### [TASK MATERIAL]
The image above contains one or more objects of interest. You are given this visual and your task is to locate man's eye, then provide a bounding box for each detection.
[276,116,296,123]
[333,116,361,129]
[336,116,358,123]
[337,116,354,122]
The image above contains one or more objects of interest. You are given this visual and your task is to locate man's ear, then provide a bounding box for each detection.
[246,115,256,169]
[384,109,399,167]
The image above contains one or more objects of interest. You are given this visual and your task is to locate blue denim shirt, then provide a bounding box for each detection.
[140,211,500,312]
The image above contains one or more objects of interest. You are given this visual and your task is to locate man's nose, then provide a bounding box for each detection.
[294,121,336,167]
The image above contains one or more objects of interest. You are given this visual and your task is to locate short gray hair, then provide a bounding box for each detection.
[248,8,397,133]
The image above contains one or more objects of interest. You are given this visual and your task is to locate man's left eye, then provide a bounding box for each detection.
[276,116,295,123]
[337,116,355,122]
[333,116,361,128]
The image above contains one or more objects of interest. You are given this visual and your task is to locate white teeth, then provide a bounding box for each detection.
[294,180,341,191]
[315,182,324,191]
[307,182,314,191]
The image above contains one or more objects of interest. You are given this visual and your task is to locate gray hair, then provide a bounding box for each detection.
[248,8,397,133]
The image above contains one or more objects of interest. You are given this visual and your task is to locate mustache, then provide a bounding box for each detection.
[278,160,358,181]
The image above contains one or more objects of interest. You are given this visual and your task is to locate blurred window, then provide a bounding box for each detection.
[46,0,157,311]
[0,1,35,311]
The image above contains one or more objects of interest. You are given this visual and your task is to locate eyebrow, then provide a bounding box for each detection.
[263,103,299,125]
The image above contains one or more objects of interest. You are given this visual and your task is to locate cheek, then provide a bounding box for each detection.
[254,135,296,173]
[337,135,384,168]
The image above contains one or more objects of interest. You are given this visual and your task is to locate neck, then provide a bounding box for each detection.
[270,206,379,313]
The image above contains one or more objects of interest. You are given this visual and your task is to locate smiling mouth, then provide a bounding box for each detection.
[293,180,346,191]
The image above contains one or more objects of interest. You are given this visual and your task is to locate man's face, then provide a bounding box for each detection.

### [TASK REQUIREMENTS]
Can you give every line above again, exactly as written?

### [SOLUTION]
The image above contains one or more objects of interest. You are given this visual and your task is to locate man's eye, then provide a bounding box for each detection.
[276,116,296,123]
[333,116,361,129]
[336,116,358,123]
[337,116,354,122]
The image above contains one or more objects of interest. You are given this visual and your task is to locate man's ear, then provide a bounding box for each detection.
[246,115,256,169]
[384,109,399,167]
The image above contains one or more objects of interest. You are given this visual and your task is to locate blue denim shirt, then provide a bounding box for each detection.
[140,211,500,312]
The image above contains one or more objects of interest. You are given this visual and your task is to locate man's nose, then provide a bounding box for each detection.
[294,121,336,167]
The image above contains one or more objects of interest. You are given this visual and your task is to locate short gray hair, then provide a bounding box for each detection.
[248,8,397,133]
The image above contains one or more objects of interest. You are given this visual and your task is to locate man's left eye, then provide a bounding box for each detection.
[276,116,295,123]
[337,116,355,122]
[333,116,361,128]
The image above contains one or more objects of interest. You are given this visual and your task is to locate white teeth, then provide a bounding box for each detection.
[294,180,341,191]
[315,182,324,191]
[307,182,314,191]
The image above contains one or more objects of interest. You are given this visual and your task is to locate gray hair, then provide a bounding box for each detection.
[248,8,397,133]
The image above contains one or more objects of interest. You are given this visual and your task is to locate mustache, then provide a bounding box for each detection.
[278,160,358,181]
The image above contains one or more objects of interest. You are given this visual and your task is to locate blurred window, then provide a bounding box for each detection.
[46,0,157,311]
[0,1,35,311]
The image above contains one or more objects of interest. You are given this visual and your task is to locate eyebrow, then provide a bounding box for each detection.
[263,103,299,125]
The image above contains one or more objects of interest. You are given this visual and your task is to locate cheek, then provide a bounding box for each detection.
[254,135,296,173]
[337,135,384,168]
The image above contains one or more objects of interest. You are given this visual and your task is to locate neck, then provide a bounding box for each detection.
[270,206,379,313]
The image above contains one or more objects of interest. You are given this visual and your task is to locate smiling mouth, then provide a bounding box for each detection.
[293,180,346,191]
The image above contains one or more objects of interest. You are given this visual and your task is to locate man's face, then provide a bounding box for each detection.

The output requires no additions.